_DATA ENTRIES_.
+ + + + + + +

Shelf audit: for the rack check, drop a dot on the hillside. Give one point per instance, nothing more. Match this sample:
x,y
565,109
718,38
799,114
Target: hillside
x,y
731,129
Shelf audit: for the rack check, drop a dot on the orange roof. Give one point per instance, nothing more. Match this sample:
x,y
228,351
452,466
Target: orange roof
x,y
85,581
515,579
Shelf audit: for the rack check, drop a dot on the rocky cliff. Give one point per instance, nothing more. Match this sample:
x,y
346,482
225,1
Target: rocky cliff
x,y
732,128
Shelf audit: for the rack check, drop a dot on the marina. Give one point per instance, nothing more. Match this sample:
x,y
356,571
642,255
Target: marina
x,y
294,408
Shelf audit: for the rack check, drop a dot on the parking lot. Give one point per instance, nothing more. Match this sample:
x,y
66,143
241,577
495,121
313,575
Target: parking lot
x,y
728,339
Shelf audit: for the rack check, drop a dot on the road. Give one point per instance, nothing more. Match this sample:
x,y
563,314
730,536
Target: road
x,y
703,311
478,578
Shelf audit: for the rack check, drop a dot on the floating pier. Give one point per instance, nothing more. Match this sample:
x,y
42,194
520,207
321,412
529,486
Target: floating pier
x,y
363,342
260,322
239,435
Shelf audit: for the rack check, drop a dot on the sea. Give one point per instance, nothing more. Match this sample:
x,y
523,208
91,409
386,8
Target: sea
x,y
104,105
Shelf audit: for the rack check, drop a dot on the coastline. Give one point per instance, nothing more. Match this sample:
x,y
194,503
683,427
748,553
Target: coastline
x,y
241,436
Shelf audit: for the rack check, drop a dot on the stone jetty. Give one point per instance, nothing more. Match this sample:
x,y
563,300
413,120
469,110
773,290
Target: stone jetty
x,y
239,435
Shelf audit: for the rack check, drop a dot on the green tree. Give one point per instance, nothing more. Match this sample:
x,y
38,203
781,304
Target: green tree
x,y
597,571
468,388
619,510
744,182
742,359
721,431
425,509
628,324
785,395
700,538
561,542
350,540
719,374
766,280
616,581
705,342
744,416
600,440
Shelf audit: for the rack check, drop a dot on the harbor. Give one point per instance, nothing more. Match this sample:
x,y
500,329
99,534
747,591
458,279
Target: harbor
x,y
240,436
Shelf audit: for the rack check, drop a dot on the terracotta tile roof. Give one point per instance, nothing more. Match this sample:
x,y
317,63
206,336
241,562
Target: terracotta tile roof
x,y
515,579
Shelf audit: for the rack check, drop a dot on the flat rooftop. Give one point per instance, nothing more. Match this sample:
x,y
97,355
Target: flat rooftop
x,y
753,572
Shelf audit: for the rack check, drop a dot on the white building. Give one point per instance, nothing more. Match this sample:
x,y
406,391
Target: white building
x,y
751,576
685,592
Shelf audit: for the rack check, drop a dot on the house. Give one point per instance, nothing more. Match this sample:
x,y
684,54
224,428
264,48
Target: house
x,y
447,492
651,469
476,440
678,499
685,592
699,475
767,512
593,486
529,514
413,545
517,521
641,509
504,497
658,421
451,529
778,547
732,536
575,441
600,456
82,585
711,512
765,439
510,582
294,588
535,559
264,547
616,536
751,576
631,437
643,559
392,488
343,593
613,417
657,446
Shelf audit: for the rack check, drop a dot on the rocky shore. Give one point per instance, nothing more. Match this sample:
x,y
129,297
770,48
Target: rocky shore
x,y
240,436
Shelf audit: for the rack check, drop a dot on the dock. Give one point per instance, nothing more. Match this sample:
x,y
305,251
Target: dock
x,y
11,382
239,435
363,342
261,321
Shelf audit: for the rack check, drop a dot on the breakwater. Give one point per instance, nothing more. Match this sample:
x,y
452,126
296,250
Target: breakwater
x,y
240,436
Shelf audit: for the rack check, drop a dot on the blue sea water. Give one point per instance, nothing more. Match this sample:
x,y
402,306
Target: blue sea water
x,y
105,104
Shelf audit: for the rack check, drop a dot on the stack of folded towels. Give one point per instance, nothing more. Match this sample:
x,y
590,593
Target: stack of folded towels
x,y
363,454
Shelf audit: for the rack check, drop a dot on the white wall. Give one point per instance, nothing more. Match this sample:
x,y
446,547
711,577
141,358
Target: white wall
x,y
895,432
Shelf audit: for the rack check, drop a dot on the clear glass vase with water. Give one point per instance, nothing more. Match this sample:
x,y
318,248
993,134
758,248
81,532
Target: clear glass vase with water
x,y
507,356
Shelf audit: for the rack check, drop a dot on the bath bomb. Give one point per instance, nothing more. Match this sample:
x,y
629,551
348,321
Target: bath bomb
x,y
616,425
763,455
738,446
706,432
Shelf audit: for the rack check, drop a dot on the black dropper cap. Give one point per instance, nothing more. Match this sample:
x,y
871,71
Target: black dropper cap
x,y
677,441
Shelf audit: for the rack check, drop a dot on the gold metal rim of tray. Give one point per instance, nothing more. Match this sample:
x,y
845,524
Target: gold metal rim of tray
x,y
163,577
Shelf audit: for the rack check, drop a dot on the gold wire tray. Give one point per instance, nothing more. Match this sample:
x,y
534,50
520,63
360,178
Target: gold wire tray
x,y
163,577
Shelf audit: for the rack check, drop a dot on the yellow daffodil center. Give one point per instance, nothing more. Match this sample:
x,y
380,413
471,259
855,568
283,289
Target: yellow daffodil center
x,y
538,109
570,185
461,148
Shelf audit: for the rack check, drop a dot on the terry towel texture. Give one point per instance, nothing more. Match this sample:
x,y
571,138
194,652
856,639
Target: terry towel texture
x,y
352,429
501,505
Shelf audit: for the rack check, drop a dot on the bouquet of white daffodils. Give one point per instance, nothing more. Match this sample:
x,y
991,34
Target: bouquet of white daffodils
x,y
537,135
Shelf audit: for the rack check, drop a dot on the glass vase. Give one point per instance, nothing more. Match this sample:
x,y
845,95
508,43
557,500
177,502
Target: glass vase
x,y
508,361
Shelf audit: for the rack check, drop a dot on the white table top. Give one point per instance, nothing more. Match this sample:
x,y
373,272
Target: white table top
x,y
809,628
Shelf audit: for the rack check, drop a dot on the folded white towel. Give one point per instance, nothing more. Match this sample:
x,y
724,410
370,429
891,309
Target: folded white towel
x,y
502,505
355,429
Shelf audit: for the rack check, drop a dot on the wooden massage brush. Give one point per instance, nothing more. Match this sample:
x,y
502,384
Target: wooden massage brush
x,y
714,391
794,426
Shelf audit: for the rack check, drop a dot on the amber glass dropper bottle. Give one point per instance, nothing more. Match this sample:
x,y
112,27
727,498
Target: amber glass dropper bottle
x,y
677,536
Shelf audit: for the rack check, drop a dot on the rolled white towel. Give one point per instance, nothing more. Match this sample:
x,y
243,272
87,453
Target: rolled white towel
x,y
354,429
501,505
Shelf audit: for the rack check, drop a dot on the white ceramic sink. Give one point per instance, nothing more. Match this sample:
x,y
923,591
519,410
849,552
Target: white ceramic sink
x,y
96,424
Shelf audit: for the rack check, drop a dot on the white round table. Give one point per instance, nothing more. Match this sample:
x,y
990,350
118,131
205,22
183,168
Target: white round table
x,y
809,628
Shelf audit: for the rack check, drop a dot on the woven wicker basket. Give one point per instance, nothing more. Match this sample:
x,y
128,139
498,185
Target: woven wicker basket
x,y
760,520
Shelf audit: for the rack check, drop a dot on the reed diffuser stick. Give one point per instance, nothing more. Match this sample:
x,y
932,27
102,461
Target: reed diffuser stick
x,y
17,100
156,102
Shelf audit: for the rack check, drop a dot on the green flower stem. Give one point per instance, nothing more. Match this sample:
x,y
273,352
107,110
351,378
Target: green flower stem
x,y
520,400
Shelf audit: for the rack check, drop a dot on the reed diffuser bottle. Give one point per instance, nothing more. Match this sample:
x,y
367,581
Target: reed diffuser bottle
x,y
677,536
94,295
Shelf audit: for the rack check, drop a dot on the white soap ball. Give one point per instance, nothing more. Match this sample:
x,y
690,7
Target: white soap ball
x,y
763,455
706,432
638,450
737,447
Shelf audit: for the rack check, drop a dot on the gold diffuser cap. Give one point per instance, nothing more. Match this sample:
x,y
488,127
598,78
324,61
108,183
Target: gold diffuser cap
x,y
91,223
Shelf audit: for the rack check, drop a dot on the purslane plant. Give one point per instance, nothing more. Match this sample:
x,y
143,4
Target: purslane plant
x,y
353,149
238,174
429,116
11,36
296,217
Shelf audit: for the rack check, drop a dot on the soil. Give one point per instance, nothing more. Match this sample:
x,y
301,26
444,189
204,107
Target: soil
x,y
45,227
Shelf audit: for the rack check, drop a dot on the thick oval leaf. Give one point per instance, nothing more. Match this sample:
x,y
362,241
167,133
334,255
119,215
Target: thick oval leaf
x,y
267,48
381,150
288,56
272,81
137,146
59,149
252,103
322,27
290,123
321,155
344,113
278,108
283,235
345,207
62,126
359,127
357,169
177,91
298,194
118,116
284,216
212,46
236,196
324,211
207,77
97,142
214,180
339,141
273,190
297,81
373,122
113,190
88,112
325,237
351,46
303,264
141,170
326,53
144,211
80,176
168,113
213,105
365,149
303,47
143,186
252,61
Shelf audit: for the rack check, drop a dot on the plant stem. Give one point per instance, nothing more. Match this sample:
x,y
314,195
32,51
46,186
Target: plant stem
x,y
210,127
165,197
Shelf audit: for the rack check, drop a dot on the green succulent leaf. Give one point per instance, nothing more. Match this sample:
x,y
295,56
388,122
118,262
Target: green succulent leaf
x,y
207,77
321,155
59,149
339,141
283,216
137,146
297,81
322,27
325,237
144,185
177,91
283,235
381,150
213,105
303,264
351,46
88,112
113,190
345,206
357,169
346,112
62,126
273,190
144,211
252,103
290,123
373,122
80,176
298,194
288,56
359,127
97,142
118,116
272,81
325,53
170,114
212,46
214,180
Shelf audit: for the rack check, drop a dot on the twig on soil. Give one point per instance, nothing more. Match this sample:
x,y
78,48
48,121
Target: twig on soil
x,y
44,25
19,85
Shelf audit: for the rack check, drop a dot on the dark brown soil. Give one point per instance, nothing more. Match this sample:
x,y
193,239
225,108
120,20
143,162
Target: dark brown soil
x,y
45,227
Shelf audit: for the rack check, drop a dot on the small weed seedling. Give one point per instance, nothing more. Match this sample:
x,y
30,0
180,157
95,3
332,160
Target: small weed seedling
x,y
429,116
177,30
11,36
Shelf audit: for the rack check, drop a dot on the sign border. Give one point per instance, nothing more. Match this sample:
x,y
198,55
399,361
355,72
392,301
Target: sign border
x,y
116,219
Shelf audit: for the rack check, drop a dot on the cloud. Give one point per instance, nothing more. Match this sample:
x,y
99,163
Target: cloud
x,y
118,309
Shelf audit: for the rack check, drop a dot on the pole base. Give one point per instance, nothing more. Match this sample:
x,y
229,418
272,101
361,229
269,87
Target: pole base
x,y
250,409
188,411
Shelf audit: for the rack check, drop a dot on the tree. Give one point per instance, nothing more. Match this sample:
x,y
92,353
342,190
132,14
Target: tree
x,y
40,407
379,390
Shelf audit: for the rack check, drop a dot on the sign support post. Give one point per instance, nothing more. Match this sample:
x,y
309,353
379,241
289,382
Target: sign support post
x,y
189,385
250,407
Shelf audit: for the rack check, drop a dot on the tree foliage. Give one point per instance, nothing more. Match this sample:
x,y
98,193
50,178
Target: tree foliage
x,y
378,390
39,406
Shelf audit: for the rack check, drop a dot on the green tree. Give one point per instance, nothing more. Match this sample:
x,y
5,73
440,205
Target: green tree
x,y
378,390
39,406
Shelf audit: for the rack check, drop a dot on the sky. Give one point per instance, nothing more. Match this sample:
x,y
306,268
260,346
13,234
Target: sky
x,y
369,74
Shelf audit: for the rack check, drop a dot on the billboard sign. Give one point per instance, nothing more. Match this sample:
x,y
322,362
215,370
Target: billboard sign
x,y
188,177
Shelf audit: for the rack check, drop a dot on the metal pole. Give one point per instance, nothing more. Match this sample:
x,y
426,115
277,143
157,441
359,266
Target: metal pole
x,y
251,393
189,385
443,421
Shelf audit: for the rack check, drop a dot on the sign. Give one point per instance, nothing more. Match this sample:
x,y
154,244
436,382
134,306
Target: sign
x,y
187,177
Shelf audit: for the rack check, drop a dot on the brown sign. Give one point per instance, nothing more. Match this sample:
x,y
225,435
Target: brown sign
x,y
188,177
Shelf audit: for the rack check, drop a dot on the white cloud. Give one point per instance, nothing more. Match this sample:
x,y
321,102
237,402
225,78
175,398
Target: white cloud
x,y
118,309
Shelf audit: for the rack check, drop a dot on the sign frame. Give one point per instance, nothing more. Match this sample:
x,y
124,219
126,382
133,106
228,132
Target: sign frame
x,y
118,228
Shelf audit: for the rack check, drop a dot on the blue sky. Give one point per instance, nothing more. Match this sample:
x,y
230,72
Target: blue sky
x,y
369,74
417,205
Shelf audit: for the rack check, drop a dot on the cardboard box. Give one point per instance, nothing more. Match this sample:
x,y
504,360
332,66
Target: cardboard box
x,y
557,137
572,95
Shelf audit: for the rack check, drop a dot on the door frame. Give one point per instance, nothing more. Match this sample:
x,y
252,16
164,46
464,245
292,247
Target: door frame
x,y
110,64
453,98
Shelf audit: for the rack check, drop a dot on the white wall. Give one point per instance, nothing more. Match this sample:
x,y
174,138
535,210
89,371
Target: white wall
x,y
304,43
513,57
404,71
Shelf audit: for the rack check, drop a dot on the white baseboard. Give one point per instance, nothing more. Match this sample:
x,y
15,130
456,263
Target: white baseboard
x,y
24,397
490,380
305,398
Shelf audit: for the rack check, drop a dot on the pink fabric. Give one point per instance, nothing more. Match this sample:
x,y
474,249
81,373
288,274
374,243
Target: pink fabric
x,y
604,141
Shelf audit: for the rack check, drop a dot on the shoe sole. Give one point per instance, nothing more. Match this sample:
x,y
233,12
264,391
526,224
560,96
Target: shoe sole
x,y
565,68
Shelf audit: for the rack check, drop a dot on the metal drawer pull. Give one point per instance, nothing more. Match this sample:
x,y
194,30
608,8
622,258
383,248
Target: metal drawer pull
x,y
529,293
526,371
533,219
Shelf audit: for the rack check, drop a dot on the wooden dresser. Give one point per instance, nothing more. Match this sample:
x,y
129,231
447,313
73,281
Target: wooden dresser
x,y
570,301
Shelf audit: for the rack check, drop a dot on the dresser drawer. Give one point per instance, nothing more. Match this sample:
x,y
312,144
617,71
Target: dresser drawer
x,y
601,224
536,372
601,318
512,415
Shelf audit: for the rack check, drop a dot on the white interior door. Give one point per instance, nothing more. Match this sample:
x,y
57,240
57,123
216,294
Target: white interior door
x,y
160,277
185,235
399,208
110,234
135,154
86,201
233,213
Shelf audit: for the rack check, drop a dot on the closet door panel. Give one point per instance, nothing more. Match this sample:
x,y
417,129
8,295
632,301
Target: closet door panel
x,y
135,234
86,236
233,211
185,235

+ + + + + + +

_THE PROBLEM_. Retype exactly, please, each line from the line that contains "on the dresser" through the last line of the entries above, with nothing added.

_SOLUTION TO THIS EXERCISE_.
Shelf audit: for the rack check, drop a dot on the dresser drawer. Give one point per instance, nothing more. Match this sample:
x,y
312,144
617,71
Target: dresser drawer
x,y
601,224
536,372
601,318
512,415
Shelf audit: for the rack check, drop a dot on the white interior door. Give one point per instance, nothing more. Match this sample:
x,y
57,240
57,123
216,294
Target: white interior door
x,y
160,277
185,235
399,208
110,234
135,154
86,201
233,213
Shelf audit: for the rack check, drop a dot on the closet door panel. Give one point per instance, nothing more. Match this sample:
x,y
417,129
8,295
632,301
Target: closet door panel
x,y
135,234
86,236
233,211
185,235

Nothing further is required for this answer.